■ WORK INSTRUCTIONS:
Print, exactly as given, each line of the data from the line containing "Could you identify the orange" up to and including its last line.

■ DATASET CONTENT:
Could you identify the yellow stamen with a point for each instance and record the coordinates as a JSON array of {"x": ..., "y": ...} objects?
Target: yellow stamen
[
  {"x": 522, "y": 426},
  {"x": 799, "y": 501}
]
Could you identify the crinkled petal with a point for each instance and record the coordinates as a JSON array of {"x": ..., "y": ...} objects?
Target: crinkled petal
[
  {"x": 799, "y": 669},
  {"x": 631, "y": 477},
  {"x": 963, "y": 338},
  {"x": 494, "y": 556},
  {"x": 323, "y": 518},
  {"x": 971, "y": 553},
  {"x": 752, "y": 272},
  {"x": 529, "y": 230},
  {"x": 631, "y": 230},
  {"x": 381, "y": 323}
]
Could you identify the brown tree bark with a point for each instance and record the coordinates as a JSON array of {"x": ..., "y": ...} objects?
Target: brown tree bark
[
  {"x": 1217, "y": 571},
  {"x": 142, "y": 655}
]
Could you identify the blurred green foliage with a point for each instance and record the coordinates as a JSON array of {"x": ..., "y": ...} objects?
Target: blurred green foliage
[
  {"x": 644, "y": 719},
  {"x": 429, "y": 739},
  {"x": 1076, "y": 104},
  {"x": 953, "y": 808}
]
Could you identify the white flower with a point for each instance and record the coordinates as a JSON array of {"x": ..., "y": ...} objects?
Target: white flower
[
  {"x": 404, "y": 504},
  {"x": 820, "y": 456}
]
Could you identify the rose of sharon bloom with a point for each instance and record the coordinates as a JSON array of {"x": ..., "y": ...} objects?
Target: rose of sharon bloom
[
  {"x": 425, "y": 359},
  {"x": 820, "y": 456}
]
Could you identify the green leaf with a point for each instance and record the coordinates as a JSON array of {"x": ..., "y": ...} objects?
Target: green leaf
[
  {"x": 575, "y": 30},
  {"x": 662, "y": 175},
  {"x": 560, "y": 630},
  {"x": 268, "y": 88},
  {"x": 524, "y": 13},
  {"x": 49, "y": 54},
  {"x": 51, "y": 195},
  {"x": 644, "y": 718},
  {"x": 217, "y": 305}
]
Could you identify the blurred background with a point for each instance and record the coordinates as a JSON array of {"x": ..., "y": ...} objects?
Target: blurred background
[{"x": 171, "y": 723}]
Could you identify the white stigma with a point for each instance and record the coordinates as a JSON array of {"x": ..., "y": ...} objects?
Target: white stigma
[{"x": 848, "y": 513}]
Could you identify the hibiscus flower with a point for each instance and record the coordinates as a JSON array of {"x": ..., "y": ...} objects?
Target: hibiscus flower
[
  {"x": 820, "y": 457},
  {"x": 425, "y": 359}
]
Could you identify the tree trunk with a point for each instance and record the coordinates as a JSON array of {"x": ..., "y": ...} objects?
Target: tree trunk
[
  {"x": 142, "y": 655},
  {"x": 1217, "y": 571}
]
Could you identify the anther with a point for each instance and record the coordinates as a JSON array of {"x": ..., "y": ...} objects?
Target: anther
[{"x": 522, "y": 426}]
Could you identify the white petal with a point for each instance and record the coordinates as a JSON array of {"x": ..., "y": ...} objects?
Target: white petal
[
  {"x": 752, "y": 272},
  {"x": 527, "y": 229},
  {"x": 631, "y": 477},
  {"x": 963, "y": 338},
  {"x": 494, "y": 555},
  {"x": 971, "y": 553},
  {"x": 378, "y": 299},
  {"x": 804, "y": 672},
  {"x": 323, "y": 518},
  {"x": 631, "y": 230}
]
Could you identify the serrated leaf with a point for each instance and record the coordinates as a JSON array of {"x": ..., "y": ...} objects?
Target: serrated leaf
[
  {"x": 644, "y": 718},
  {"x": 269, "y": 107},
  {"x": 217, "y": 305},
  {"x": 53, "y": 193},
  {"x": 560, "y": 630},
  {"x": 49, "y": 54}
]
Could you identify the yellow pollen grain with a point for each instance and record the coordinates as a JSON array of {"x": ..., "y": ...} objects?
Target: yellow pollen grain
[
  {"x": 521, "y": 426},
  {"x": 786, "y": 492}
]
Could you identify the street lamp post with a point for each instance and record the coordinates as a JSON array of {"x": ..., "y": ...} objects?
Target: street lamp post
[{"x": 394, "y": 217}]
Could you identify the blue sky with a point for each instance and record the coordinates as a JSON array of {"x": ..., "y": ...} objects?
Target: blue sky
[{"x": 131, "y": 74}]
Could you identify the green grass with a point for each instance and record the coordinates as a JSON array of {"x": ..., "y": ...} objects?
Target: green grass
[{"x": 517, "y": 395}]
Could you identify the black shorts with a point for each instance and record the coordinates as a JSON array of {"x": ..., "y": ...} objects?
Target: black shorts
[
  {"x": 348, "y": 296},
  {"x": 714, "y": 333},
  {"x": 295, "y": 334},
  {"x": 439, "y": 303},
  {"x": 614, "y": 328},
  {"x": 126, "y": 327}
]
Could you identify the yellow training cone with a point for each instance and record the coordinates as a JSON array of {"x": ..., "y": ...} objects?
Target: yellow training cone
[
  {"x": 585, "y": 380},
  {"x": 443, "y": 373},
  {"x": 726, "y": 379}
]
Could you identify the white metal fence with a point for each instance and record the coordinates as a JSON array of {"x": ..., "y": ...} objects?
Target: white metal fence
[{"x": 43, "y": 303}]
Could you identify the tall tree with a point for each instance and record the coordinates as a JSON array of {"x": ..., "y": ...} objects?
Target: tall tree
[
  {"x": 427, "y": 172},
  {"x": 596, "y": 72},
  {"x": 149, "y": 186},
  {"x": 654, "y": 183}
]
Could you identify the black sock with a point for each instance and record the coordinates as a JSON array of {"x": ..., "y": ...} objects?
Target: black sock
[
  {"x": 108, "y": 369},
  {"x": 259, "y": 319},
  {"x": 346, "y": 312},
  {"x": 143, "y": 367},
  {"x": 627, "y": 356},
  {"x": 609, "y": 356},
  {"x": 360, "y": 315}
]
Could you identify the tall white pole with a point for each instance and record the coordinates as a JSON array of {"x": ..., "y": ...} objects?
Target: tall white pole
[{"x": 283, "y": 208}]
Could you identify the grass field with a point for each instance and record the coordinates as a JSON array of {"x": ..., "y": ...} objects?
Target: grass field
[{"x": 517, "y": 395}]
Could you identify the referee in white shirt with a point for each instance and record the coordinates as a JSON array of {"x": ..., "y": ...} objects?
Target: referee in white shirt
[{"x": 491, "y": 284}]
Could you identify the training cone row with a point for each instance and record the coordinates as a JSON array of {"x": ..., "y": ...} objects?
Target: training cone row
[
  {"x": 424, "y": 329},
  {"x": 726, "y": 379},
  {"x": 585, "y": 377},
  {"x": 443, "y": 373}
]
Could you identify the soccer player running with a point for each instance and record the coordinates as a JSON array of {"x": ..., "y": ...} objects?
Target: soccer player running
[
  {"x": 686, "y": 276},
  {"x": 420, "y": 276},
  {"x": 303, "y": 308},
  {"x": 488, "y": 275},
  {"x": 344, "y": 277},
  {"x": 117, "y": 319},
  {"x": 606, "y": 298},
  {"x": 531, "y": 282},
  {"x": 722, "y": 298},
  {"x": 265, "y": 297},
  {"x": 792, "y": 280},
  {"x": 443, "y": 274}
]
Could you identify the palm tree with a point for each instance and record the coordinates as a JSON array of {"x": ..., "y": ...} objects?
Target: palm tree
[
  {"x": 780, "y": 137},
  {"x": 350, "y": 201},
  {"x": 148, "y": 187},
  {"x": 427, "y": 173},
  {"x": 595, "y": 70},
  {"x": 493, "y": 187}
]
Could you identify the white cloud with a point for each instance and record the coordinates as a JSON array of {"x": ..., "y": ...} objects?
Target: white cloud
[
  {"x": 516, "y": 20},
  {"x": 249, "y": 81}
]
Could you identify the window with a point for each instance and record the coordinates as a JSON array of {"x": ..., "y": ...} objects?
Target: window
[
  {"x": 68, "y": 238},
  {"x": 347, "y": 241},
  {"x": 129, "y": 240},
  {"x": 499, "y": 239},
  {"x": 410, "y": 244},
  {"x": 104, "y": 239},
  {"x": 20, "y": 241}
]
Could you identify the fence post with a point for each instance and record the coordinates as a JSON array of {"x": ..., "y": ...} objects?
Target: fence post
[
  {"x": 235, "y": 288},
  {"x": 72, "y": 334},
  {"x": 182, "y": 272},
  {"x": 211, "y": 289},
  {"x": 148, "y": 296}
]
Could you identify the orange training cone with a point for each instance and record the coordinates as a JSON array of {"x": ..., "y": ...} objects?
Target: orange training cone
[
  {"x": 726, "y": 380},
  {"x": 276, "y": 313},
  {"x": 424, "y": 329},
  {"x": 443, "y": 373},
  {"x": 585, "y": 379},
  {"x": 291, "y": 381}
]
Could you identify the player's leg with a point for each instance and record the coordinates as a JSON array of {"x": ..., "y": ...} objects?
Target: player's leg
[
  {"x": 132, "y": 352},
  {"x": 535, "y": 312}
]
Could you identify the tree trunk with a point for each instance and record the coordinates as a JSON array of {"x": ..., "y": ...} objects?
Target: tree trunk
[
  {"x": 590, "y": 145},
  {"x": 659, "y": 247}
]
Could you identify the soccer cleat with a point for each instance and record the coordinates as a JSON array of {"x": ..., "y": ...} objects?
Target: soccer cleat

■ ANSWER IN FULL:
Could you identify the orange training cone with a point for each instance and record the coordinates as a JSON array of {"x": ..., "y": ...} objects?
Target: orange training cone
[
  {"x": 726, "y": 380},
  {"x": 276, "y": 313},
  {"x": 424, "y": 329},
  {"x": 443, "y": 373},
  {"x": 585, "y": 379},
  {"x": 291, "y": 381}
]
Could you identify the player's leg with a point for each instance and record the coordinates as a JSON array of {"x": ..., "y": ...} objects?
Target: player's leg
[
  {"x": 132, "y": 352},
  {"x": 535, "y": 312}
]
Could you identify the tree trunk with a point for each instance and record the coordinates as a JSON array of {"x": ..., "y": ...} objects?
Target: tree trunk
[
  {"x": 590, "y": 145},
  {"x": 659, "y": 247}
]
Could you identify the soccer cleat with a point for each instance and record the coordinates as a JSON array of {"x": ..., "y": ...} objects?
Target: soccer cleat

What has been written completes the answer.